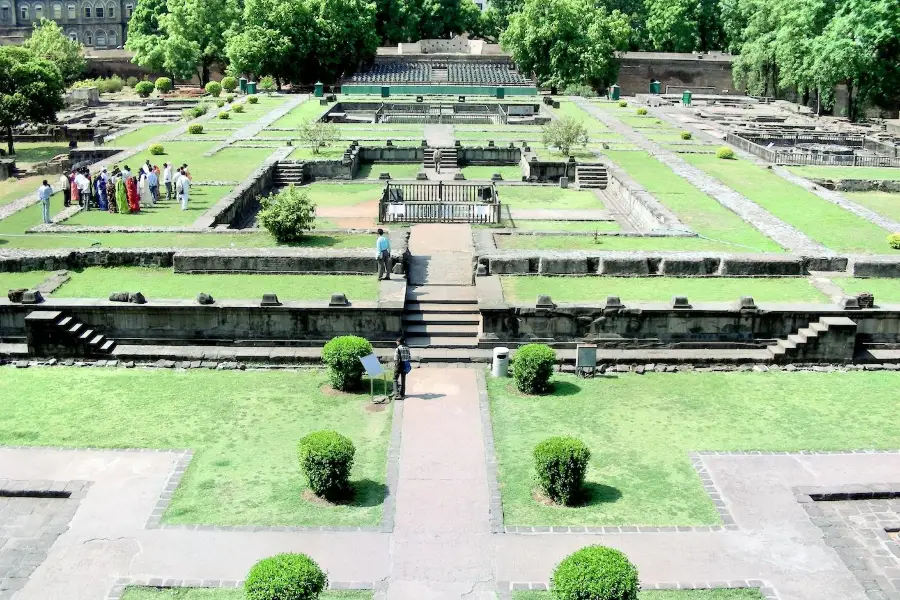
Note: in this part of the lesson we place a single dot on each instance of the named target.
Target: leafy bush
(163, 85)
(229, 83)
(585, 91)
(144, 89)
(595, 573)
(288, 215)
(560, 464)
(564, 133)
(533, 367)
(285, 577)
(341, 355)
(725, 152)
(267, 83)
(326, 458)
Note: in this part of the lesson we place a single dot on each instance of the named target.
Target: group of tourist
(119, 190)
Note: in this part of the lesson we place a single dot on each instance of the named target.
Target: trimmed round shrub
(533, 367)
(326, 458)
(285, 577)
(341, 355)
(560, 464)
(229, 83)
(163, 85)
(595, 573)
(214, 88)
(144, 89)
(725, 153)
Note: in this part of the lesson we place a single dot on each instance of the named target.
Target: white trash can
(500, 366)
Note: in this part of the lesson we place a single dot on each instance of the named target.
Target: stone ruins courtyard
(735, 457)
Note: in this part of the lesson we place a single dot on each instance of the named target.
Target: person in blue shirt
(383, 255)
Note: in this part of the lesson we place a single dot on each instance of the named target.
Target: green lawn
(817, 172)
(165, 283)
(699, 212)
(476, 172)
(143, 134)
(884, 203)
(640, 429)
(147, 593)
(243, 427)
(164, 213)
(14, 281)
(587, 242)
(548, 197)
(886, 291)
(32, 152)
(827, 223)
(397, 170)
(711, 594)
(661, 289)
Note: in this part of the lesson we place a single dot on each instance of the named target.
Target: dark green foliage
(560, 464)
(595, 573)
(533, 367)
(288, 215)
(341, 355)
(326, 458)
(285, 577)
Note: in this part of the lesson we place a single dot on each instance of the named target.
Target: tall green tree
(31, 90)
(566, 42)
(50, 42)
(146, 35)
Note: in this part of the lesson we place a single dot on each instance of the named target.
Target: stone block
(624, 266)
(683, 267)
(549, 265)
(762, 266)
(509, 266)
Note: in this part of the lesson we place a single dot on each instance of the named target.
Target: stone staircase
(287, 173)
(448, 159)
(591, 176)
(56, 333)
(830, 339)
(441, 317)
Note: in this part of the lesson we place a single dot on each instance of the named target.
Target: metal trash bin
(500, 366)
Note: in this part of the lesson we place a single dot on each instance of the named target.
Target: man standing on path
(167, 179)
(383, 255)
(44, 193)
(402, 366)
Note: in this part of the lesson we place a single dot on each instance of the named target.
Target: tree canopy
(31, 90)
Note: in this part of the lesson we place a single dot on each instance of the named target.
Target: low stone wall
(659, 325)
(185, 321)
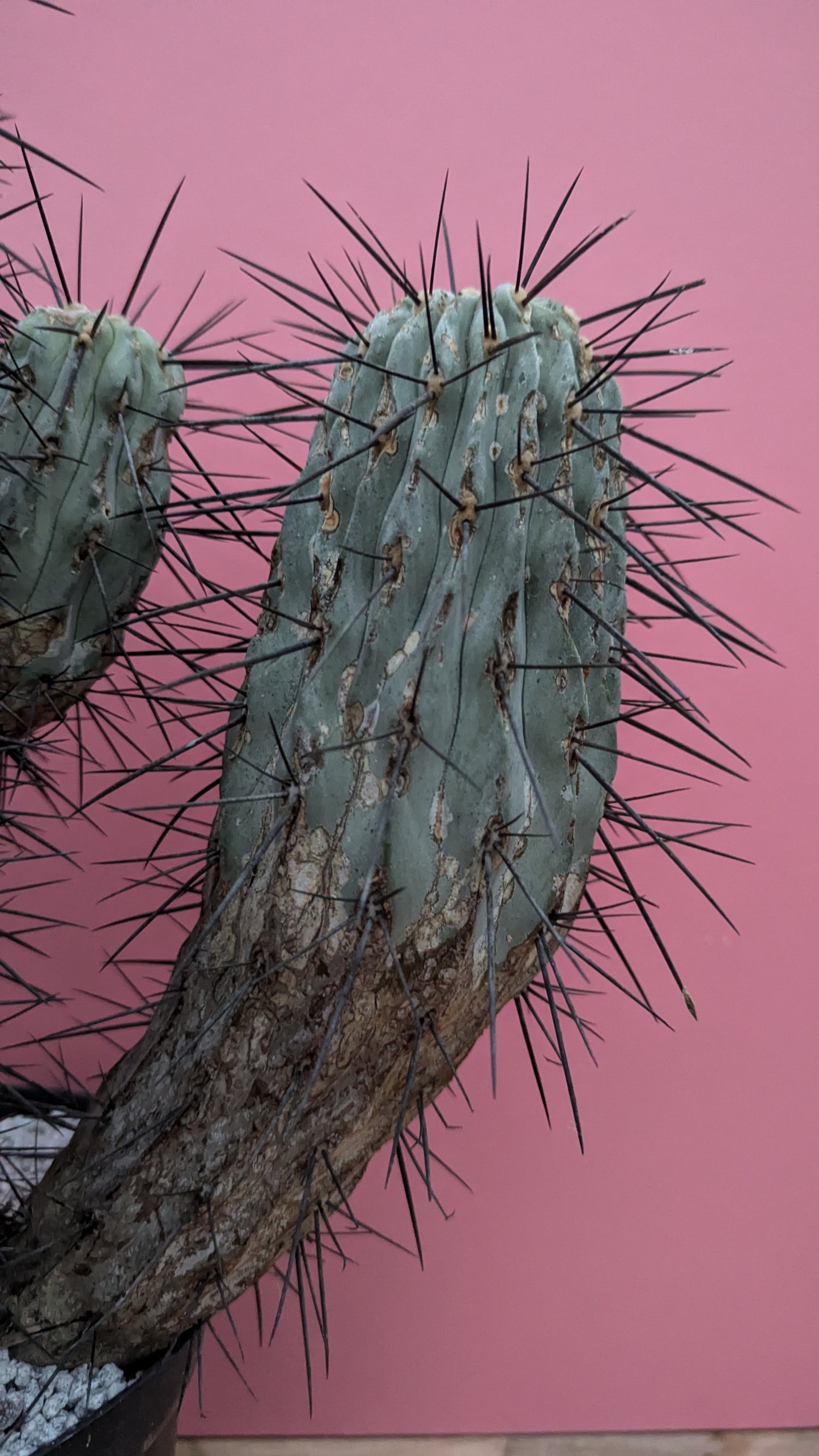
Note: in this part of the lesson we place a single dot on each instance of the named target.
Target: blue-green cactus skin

Exercise: Your task is to repeat the data above exactly while excluding the pictures.

Exercise output:
Note: in this part of the lesson we place a single dot on each instance of the named target.
Target: leafy bush
(163, 85)
(229, 83)
(585, 91)
(144, 89)
(595, 573)
(288, 215)
(560, 464)
(564, 133)
(533, 367)
(285, 577)
(341, 355)
(725, 152)
(267, 83)
(326, 458)
Note: in this part of the lesson we place a single dot on each instance of the named target.
Target: group of tourist
(119, 190)
Note: in this part of the lesson we place a single dot on each instance of the named target.
Target: trimmed round shrub
(533, 367)
(326, 458)
(285, 577)
(341, 355)
(560, 464)
(229, 83)
(163, 85)
(595, 573)
(214, 88)
(144, 89)
(725, 153)
Note: in this part of the lesson we place a single dot on each instance of the named target.
Target: white trash can
(500, 366)
Note: in this part of the lesson we place a single dot on each instance of the named target.
Target: stone ruins courtyard
(735, 457)
Note: in this part of the lesson we place a single dot on each instance of the named target.
Target: person in blue shirt
(383, 255)
Note: in this part of the lesson we place a single dot on each instance of the named target.
Target: green lawn
(817, 172)
(165, 283)
(699, 212)
(476, 172)
(143, 134)
(884, 203)
(640, 429)
(147, 593)
(243, 427)
(164, 213)
(14, 281)
(587, 242)
(548, 197)
(886, 291)
(32, 152)
(827, 223)
(397, 170)
(711, 594)
(661, 289)
Note: in this part of the lesson we place a single dot on each instance of the named target.
Target: dark green foliage
(560, 464)
(595, 573)
(533, 367)
(288, 215)
(341, 355)
(326, 458)
(285, 577)
Note: in this part of the lesson we place a single dot on each instance of the named target.
Target: tall green tree
(31, 90)
(566, 42)
(50, 42)
(146, 35)
Note: in this part of the lesson we place a single dot on each instance of the named target.
Target: stone block
(624, 266)
(683, 267)
(549, 265)
(762, 266)
(509, 266)
Note: in this part of the lesson we place a single dot on each instance of the named target.
Target: stone staircase
(287, 173)
(448, 159)
(591, 176)
(56, 333)
(830, 339)
(441, 317)
Note: in this part of the lesson we place a single dot on each instance of the named target.
Target: metal trash bin
(500, 366)
Note: in this part of the lesson we place a single dot on each instance of the named target.
Target: man standing on path
(167, 179)
(383, 255)
(44, 193)
(402, 366)
Note: in this part of the lesson we place a single dot on each instance of the named target.
Target: tree canopy
(31, 90)
Note: in this part of the lesson we place a single dot on each instance of the named target.
Target: low stone wall
(659, 325)
(185, 321)
Note: in this part of the lesson we place a single dot on each instance of the named target.
Target: blue-green cactus skin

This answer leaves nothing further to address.